**PROMPT**.
Return each line of the rows below that contains the string "farm".

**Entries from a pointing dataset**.
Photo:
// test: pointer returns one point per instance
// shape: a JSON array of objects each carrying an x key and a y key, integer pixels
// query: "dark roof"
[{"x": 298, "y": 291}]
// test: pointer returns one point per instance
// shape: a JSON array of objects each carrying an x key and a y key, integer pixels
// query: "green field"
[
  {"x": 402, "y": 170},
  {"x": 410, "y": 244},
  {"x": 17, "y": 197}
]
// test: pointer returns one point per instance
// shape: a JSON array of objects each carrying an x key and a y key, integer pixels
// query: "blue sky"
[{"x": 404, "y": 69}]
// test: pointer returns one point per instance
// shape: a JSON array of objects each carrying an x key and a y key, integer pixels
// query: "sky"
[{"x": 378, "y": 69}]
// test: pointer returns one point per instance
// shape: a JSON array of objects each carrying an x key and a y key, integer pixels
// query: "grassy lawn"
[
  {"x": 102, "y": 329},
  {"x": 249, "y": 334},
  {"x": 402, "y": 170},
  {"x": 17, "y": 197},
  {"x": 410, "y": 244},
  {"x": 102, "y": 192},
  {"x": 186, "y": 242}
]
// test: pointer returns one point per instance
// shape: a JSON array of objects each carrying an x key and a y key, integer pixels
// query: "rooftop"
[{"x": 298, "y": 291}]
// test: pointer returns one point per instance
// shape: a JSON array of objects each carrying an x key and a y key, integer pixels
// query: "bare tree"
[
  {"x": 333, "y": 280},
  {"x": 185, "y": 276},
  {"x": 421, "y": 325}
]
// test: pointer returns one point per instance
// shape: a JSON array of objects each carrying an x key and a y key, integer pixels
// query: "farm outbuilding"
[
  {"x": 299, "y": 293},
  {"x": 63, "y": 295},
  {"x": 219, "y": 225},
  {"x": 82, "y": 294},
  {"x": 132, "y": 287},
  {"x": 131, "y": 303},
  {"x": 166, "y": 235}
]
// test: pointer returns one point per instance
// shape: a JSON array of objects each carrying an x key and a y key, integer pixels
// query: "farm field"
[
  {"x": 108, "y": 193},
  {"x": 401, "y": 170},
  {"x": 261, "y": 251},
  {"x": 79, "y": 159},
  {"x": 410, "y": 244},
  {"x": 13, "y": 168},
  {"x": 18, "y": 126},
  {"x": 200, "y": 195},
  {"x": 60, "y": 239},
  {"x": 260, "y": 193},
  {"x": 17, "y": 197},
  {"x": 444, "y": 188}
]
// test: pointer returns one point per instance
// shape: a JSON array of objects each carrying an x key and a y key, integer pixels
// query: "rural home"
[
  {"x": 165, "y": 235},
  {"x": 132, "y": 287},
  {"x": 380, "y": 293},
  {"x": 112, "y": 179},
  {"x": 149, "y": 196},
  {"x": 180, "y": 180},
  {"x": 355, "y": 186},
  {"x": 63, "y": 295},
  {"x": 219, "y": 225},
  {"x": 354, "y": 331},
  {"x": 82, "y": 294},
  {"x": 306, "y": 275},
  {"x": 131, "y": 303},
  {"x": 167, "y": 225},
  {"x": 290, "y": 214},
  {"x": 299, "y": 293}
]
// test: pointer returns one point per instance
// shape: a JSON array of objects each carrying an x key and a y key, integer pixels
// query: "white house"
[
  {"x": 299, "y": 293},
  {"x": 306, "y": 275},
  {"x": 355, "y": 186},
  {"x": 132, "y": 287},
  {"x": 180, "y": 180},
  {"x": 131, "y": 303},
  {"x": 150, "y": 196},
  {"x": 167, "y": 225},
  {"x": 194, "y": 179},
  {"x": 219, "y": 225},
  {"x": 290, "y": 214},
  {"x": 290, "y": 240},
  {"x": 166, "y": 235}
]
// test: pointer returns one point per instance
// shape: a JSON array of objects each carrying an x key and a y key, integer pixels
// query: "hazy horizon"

**FINAL RESULT**.
// query: "farm outbuilding"
// query: "farm field"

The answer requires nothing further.